**STATED TASK**
Find every line in the listing below that contains the word "cloud", treating uppercase and lowercase as different, and copy each of those lines.

>> Begin

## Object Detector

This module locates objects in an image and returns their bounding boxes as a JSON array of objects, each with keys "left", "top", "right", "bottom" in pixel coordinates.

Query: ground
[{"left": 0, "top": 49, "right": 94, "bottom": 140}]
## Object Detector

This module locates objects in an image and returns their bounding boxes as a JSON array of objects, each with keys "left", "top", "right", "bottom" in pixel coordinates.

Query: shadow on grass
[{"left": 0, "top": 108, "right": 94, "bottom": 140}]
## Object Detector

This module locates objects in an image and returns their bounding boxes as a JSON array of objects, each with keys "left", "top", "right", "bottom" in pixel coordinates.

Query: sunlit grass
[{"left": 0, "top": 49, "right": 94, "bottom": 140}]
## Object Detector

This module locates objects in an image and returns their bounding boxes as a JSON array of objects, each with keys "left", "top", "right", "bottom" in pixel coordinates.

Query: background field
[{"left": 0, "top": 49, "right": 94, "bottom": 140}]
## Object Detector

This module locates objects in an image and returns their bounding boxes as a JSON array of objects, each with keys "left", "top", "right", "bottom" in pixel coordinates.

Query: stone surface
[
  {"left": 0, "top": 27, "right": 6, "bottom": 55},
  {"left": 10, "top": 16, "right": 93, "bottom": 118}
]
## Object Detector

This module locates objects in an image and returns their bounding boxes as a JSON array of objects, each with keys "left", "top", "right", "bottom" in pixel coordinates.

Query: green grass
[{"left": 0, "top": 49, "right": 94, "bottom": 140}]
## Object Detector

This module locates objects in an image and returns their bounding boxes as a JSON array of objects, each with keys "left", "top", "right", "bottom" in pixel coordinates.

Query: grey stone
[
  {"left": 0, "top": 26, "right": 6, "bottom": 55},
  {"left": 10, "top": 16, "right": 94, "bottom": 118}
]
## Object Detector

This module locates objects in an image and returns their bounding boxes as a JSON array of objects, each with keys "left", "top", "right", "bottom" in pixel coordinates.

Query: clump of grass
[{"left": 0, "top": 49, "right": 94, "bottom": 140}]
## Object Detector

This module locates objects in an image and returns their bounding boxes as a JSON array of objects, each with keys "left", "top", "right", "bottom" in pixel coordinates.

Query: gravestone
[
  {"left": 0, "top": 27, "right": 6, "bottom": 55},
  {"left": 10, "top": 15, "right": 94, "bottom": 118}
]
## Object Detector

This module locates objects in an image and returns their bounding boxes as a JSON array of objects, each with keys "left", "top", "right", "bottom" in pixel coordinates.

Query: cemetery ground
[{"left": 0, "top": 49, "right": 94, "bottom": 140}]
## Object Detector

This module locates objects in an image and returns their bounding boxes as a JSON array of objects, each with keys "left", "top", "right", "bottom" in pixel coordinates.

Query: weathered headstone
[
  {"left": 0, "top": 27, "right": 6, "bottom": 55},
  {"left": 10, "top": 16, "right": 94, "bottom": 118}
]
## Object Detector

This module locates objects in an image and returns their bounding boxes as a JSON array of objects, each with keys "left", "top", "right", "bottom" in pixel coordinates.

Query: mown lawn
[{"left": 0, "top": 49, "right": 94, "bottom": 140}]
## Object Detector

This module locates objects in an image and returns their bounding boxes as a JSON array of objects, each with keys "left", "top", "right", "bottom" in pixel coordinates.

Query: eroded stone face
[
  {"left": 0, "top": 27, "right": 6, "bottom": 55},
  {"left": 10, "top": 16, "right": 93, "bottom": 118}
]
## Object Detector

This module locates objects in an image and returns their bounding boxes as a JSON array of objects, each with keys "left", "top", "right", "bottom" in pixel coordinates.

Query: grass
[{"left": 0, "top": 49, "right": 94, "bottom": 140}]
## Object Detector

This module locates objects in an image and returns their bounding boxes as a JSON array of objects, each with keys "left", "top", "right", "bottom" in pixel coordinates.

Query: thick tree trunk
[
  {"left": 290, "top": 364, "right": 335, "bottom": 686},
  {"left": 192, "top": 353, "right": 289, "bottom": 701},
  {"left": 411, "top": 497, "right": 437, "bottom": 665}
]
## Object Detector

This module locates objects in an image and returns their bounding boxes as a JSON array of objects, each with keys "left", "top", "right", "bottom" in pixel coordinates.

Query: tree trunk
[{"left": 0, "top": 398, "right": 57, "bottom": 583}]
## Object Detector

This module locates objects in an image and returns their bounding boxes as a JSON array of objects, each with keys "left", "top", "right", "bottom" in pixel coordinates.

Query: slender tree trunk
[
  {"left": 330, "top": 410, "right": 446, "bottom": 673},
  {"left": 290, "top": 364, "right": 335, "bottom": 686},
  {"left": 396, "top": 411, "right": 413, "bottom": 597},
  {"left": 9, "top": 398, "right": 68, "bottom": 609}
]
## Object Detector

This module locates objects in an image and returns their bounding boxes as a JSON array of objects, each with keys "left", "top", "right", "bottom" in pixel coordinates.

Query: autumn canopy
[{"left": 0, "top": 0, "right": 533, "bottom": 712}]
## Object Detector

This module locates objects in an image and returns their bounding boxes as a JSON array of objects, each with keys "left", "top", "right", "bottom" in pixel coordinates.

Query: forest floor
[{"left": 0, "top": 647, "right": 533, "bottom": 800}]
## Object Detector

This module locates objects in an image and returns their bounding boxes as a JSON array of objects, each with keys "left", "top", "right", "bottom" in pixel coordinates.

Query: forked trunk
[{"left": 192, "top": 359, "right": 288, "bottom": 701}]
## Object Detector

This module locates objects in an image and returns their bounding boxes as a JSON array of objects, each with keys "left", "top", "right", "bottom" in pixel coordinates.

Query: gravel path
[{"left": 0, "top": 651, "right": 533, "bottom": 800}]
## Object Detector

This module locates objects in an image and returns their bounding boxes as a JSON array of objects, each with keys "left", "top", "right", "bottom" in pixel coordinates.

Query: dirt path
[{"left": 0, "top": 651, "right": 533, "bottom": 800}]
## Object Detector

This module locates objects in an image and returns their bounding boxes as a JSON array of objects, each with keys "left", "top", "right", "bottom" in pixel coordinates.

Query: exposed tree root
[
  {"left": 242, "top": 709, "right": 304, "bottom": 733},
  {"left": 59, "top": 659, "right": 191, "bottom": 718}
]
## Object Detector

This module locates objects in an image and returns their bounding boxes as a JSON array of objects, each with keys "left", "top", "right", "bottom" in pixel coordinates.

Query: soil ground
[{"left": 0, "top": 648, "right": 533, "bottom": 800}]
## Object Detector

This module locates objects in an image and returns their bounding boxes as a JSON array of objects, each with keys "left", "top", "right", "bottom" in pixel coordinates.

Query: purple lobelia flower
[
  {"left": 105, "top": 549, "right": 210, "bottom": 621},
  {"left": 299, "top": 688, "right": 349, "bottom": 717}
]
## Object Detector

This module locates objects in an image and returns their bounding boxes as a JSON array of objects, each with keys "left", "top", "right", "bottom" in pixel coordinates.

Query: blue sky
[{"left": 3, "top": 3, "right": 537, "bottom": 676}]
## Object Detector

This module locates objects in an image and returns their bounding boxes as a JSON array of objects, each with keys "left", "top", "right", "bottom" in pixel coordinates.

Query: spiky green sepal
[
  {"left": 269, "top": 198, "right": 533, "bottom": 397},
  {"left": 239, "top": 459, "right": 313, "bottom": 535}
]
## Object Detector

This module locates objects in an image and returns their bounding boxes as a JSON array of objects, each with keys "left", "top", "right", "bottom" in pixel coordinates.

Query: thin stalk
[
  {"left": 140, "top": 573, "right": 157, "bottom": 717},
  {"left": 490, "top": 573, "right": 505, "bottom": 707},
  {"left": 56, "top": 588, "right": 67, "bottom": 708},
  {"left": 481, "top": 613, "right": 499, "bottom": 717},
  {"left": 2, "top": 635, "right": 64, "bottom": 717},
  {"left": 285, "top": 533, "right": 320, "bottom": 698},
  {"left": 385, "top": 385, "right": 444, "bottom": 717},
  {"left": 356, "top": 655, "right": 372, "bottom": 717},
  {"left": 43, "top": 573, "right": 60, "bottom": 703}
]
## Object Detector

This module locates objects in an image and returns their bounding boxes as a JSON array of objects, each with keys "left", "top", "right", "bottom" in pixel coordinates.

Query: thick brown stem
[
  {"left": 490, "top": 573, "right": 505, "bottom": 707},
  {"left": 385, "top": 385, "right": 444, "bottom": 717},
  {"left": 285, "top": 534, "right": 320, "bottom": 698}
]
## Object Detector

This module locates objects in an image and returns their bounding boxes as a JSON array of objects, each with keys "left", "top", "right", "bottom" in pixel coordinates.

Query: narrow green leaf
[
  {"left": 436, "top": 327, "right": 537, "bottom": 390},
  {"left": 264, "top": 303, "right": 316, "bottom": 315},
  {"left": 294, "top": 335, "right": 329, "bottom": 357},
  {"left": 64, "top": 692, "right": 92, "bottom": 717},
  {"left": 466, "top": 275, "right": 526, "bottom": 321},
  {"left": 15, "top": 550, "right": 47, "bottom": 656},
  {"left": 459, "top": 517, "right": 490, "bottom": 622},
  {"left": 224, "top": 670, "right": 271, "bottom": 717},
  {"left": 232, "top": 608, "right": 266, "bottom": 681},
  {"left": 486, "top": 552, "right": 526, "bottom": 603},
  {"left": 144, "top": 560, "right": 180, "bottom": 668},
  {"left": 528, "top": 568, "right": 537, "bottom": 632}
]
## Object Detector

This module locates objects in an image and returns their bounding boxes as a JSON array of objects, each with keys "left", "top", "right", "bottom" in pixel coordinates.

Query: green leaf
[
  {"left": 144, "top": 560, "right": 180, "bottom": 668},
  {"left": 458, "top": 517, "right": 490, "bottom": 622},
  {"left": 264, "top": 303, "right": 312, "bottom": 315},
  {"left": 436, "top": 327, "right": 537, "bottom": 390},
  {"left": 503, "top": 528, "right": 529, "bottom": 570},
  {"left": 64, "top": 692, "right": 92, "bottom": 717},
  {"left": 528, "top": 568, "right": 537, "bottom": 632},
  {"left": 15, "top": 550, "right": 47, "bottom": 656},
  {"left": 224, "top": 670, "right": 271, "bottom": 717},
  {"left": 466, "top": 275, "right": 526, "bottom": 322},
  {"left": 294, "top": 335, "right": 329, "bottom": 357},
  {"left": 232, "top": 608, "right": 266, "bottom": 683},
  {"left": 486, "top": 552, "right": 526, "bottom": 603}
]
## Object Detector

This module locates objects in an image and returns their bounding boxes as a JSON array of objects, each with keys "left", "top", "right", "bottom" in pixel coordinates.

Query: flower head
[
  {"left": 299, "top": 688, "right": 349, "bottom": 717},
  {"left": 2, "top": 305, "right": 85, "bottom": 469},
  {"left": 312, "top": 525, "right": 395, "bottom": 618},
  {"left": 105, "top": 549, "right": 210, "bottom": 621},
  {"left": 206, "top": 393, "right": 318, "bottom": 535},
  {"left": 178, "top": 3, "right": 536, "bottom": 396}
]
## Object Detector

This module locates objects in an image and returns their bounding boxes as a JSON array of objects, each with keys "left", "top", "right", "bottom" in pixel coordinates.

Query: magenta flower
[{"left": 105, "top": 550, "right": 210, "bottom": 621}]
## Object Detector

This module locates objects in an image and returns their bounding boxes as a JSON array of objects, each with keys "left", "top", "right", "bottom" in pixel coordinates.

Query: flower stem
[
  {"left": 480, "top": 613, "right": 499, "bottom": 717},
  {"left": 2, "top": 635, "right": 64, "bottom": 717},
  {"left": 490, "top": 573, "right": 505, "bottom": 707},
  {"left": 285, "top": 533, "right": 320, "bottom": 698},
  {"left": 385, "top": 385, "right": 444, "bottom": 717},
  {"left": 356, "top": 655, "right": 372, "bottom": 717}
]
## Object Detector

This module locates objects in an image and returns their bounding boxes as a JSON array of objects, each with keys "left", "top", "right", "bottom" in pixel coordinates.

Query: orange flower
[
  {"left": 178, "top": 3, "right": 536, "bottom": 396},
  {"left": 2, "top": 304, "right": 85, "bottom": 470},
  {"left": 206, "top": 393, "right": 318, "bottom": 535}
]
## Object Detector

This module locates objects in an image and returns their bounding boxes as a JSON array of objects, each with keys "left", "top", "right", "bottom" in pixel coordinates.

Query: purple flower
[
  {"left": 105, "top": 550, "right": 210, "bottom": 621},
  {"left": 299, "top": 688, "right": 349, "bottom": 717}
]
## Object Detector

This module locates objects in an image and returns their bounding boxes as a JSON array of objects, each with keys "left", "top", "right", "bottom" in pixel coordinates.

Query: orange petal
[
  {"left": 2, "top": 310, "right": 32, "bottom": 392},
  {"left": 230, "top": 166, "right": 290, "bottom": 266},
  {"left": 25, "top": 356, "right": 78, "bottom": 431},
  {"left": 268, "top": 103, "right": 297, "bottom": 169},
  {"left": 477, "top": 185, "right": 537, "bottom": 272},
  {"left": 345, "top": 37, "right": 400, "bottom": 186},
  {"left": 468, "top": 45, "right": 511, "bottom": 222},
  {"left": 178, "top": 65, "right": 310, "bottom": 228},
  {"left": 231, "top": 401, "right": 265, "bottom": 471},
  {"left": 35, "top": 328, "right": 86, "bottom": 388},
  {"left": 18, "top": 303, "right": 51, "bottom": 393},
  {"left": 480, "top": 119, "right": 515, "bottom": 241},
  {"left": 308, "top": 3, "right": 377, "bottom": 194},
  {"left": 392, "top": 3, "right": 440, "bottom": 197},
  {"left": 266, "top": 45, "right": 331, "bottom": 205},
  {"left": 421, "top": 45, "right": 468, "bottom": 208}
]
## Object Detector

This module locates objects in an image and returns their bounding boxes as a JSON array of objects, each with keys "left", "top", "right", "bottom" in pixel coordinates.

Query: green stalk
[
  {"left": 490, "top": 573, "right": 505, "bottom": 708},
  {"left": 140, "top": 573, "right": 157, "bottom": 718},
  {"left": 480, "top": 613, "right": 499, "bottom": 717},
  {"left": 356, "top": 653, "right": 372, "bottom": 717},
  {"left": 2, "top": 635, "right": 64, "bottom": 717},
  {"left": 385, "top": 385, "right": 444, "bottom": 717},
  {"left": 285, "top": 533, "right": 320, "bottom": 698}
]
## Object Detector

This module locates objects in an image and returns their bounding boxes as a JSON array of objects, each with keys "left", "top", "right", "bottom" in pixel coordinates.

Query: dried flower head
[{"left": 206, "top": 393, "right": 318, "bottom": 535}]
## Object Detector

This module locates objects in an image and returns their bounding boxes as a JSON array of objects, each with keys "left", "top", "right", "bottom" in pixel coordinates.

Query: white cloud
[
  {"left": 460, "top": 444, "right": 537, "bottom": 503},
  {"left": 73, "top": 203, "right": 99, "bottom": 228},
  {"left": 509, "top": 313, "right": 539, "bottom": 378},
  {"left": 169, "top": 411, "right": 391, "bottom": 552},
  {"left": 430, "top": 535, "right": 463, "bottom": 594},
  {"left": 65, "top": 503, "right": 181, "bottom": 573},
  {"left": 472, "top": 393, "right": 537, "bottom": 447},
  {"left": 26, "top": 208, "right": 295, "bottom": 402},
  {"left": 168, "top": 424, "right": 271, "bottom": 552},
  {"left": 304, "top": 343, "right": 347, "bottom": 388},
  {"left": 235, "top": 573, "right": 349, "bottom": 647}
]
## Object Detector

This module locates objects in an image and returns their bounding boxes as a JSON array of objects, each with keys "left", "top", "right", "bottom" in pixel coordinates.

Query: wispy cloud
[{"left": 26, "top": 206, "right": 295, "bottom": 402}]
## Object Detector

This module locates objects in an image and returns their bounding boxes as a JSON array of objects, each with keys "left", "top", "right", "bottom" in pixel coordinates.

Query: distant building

>> End

**WRITTEN SOLUTION**
Query: white cloud
Query: wispy cloud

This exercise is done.